### Dataset rows about where objects are located
__________
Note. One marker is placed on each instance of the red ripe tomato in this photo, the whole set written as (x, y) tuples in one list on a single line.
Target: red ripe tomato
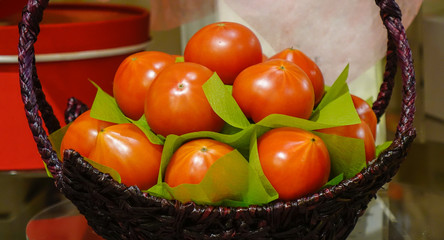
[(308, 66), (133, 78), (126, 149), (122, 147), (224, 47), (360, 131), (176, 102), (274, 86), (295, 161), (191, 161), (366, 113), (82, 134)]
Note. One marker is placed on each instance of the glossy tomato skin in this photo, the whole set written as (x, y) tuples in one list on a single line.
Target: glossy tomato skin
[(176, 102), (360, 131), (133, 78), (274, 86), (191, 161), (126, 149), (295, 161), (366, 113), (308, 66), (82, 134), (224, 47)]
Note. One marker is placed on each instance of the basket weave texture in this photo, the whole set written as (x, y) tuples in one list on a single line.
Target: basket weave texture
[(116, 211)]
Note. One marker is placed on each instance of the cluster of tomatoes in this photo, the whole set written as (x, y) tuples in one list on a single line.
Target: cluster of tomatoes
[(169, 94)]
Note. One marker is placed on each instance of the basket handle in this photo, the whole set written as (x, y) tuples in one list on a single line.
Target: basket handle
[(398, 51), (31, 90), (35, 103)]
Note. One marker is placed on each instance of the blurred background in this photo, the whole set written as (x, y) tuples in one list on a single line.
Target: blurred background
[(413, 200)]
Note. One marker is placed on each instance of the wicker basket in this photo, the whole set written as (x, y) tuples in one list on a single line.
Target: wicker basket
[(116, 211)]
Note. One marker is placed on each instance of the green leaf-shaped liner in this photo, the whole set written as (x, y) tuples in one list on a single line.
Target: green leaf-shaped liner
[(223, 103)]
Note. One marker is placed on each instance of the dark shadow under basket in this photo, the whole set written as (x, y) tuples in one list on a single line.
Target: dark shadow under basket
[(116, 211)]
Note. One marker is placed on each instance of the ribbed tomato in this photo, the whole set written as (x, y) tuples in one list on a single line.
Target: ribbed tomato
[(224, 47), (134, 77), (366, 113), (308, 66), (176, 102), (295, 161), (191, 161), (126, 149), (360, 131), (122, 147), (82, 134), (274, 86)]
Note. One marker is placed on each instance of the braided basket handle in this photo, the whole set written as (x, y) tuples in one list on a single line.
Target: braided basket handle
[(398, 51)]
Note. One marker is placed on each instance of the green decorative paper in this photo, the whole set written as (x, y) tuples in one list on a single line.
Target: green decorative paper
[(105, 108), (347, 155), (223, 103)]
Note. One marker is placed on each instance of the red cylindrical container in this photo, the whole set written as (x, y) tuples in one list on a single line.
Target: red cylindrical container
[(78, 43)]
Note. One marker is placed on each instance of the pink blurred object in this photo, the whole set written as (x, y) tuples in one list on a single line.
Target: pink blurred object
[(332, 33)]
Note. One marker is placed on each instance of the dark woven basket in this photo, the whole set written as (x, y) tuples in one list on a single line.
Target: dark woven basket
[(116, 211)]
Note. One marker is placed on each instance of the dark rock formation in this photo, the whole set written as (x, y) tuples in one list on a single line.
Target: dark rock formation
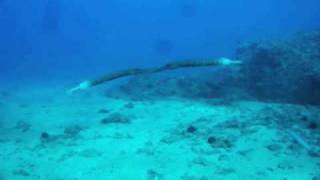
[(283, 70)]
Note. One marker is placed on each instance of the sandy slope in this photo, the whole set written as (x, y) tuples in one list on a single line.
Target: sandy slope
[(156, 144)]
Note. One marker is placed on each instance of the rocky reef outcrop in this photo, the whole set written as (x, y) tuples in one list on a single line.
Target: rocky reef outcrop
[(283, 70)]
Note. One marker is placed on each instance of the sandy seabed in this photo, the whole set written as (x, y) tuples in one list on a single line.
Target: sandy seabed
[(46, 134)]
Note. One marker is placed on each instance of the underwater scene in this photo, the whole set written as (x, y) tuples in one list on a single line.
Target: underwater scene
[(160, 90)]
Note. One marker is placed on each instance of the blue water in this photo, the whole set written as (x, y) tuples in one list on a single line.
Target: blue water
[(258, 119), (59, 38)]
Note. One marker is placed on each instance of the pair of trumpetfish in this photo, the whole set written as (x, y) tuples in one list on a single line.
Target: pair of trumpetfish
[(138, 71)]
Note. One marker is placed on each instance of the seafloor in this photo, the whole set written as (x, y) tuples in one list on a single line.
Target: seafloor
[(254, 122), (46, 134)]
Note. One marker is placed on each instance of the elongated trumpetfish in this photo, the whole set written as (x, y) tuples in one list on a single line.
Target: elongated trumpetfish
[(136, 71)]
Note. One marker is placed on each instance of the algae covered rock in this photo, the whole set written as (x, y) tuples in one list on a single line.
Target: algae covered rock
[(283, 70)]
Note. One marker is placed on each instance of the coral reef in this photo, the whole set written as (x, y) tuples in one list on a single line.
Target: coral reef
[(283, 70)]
__________
### Aim of the task
Quote every one of the rows above word for word, omitting the pictures.

### Expected answer
Note. One marker is placed on each instance of the red ripe tomato in this photo, the whole set written as (x, y) tuples in one list on a single line.
Target: red ripe tomato
[(308, 66), (133, 78), (126, 149), (122, 147), (224, 47), (360, 131), (176, 102), (274, 86), (295, 161), (191, 161), (366, 113), (82, 134)]
Note. One marker is placed on each instance of the glossy tomato skin in this photo, the whole set written as (x, y) tuples in one list on a single line.
Target: glossy tomato skin
[(176, 102), (360, 131), (133, 78), (274, 86), (191, 161), (126, 149), (295, 161), (366, 113), (308, 66), (82, 134), (224, 47)]
Note. One marker is placed on each instance of the basket weave texture in this photo, the whole set written as (x, y) tuples in one list on a single line.
Target: basket weave texture
[(116, 211)]
Note. One marker is placed on each instance of the cluster of tomatoes in this photo, the whole set written as (x, y) tuples in one list on a single line.
Target: cluster of tomatoes
[(169, 94)]
Note. One marker is placed on each instance of the basket handle in this photo, the whole set written as (x, y) tuples in one list on a single line.
Target: basket handle
[(398, 51), (31, 90), (35, 103)]
Note. One marker is placed on each instance of the blurred background in this photo, the whole set written as (x, y) tuples in one list on a single line.
Target: blurred background
[(413, 200)]
Note. One marker is placed on each instance of the wicker basket in this photo, the whole set written as (x, y) tuples in one list on a single line.
Target: wicker basket
[(116, 211)]
Note. One marker is placed on each instance of the green leaf-shaped liner in this photo, the whole set written as (x, y) tuples in one list on a single line.
Target: green leaf-shaped liner
[(223, 103)]
Note. One marker is placed on each instance of the dark shadow under basket in this photo, the whole set written as (x, y) tuples in one list on a single line.
Target: dark shadow under basket
[(116, 211)]
Note. One marker is placed on each instance of the ribbed tomato in this photo, the whole set written as (x, y) tuples in one list on a single line.
Target: ribbed tomato
[(224, 47), (134, 77), (366, 113), (308, 66), (176, 102), (295, 161), (191, 161), (126, 149), (360, 131), (122, 147), (82, 134), (274, 86)]
Note. One marker is placed on each instance of the braided basket handle in this photo, the whole set written as (x, y) tuples in one list on a single line.
Target: braided basket handle
[(398, 51)]
Note. One marker is placed on each instance of the green decorative paper in this photo, the whole set written as (x, y) tuples in one list on a single line.
Target: green decorative paper
[(105, 108), (347, 155), (223, 103)]
Note. One marker is placed on each instance of the red cylindrical container in this photo, the whole set written as (x, y) tuples in one list on a single line.
Target: red cylindrical container
[(78, 43)]
Note. One marker is placed on each instance of the pink blurred object in this photo, the whole set written as (x, y) tuples in one list on a single line.
Target: pink blurred object
[(332, 33)]
Note. One marker is placed on each instance of the dark woven basket in this photo, the whole set written as (x, y) tuples in one list on a single line.
Target: dark woven basket
[(116, 211)]
Note. One marker is placed on each instance of the dark rock formation in this photo, the whole set written as (x, y) tuples in one list on a single line.
Target: dark rock formation
[(283, 70)]
Note. One marker is placed on each instance of the sandy slope in this photo, the whole set written as (x, y) tuples in one list on a single line.
Target: sandy slope
[(156, 144)]
Note. One marker is placed on each instance of the rocky reef outcrop in this photo, the whole set written as (x, y) tuples in one list on a single line.
Target: rocky reef outcrop
[(283, 70)]
Note. One marker is placed on each instance of the sandy seabed in this photo, the whole set written as (x, y) tuples in one list on a single line.
Target: sandy seabed
[(46, 134)]
Note. One marker is placed on each instance of the underwater scene in this photo, the whole set written as (x, y) tuples in one list on a single line.
Target: underwater scene
[(160, 90)]
Note. One marker is placed on each instance of the blue water in this photo, the whole set written as (x, y) tuples in one list on a single line.
Target: blue water
[(258, 119), (59, 38)]
Note. One marker is placed on each instance of the pair of trumpetfish in this photo, the whole set written as (x, y) tuples in one list on a single line.
Target: pair of trumpetfish
[(138, 71)]
Note. One marker is placed on each instance of the seafloor in this photo, the whole set written as (x, y) tuples in one list on a single line.
Target: seafloor
[(254, 122), (46, 134)]
Note. One marker is placed on each instance of the elongated trumpetfish in this photo, the whole set written as (x, y) tuples in one list on a single line.
Target: elongated trumpetfish
[(136, 71)]
Note. One marker is placed on each instance of the algae covered rock in this photo, the whole set written as (x, y) tuples in one list on a single line.
Target: algae covered rock
[(283, 70)]
Note. One marker is placed on each instance of the coral reef in this photo, the whole set written as (x, y) tuples in one list on a single line.
Target: coral reef
[(283, 70)]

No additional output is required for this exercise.